#### [TESTO DA LEGGERE]

# # # #

Marzouk Mejri: costruire il ney tra tradizione orale e sperimentazione contemporanea

Tunisino di nascita e napoletano d’adozione dal 1994, Marzouk Mejri vanta un percorso artistico che intreccia tradizione orale, ricerca timbrica e sperimentazione, ponendo al centro del proprio lavoro il dialogo fra le culture musicali del Nord Africa e quelle dell’Europa meridionale. Cantautore, compositore e polistrumentista, Mejri padroneggia un ampio spettro di strumenti della tradizione maghrebina e mediterranea, tra cui il ney, il mezued, lo zukra, oltre a un articolato set di membranofoni quali darbuka, bendir e tar. Nato a Tebourba, a nord-est di Tunisi, all’interno di una famiglia di musicisti, viene avviato precocemente alla pratica musicale dal padre, maestro di percussioni (rullante e darbuka), che ne orienta la formazione iniziale. Questo percorso si consolida con il diploma in percussioni conseguito presso il Conservatorio di Tunisi, base tecnica e teorica da cui prenderà avvio una ricerca personale sempre più ampia, non limitata all’esecuzione ma estesa all’organologia e alla riflessione sui materiali sonori.

# # # #

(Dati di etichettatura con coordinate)

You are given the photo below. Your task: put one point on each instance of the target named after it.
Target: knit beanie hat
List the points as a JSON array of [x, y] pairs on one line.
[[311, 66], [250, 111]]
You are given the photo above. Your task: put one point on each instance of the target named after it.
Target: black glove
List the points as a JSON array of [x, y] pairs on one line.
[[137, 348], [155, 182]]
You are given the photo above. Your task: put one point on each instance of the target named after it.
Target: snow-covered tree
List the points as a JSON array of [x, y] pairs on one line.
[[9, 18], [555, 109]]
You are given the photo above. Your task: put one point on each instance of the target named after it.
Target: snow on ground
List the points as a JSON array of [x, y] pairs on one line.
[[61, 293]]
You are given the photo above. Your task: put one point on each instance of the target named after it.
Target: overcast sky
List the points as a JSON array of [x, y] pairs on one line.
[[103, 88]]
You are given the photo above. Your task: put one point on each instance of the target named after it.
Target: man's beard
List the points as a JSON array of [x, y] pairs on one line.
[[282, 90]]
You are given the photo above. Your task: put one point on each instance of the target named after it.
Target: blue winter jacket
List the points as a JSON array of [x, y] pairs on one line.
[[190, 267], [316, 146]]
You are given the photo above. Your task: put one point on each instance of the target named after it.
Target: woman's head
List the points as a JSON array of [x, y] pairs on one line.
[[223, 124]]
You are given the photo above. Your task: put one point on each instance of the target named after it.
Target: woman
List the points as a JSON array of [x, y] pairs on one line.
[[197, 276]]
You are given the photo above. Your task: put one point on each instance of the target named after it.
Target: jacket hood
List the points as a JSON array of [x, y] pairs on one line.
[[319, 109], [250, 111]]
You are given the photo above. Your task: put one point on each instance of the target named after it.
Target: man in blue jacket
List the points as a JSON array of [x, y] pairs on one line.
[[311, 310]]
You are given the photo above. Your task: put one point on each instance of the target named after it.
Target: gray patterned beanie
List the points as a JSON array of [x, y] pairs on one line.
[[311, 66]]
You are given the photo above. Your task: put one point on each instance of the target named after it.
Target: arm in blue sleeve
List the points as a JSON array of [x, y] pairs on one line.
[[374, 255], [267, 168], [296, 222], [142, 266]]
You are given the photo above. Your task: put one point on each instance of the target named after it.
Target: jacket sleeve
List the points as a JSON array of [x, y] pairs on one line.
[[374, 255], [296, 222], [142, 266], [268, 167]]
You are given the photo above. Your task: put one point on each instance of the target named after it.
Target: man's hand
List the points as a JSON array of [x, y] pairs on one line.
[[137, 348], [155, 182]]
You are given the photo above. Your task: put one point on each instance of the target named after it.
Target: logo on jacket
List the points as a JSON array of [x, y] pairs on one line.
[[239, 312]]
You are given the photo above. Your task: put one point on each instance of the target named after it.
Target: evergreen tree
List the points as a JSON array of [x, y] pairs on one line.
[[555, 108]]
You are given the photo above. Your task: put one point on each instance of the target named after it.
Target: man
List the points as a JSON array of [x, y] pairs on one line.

# # # #

#### [CONSEGNE]
- 1) Secondo il testo su Marzouk Mejri, in quale località è nato?
- 2) Riscrivi soltanto il tratto dei record che va dal loro inizio fino alla riga che contiene "[[282, 90]]", entrambi gli estremi inclusi, sostituendo "JSON array" con "JSON list" e lasciando invariato tutto il resto.
Il testo e i record non hanno alcun legame tra loro.

#### [RISPOSTE CORRETTE]
- 1) A Tebourba, a nord-est di Tunisi.

- 2)
You are given the photo below. Your task: put one point on each instance of the target named after it.
Target: knit beanie hat
List the points as a JSON list of [x, y] pairs on one line.
[[311, 66], [250, 111]]
You are given the photo above. Your task: put one point on each instance of the target named after it.
Target: black glove
List the points as a JSON list of [x, y] pairs on one line.
[[137, 348], [155, 182]]
You are given the photo above. Your task: put one point on each instance of the target named after it.
Target: snow-covered tree
List the points as a JSON list of [x, y] pairs on one line.
[[9, 18], [555, 109]]
You are given the photo above. Your task: put one point on each instance of the target named after it.
Target: snow on ground
List the points as a JSON list of [x, y] pairs on one line.
[[61, 293]]
You are given the photo above. Your task: put one point on each instance of the target named after it.
Target: overcast sky
List the points as a JSON list of [x, y] pairs on one line.
[[103, 88]]
You are given the photo above. Your task: put one point on each instance of the target named after it.
Target: man's beard
List the points as a JSON list of [x, y] pairs on one line.
[[282, 90]]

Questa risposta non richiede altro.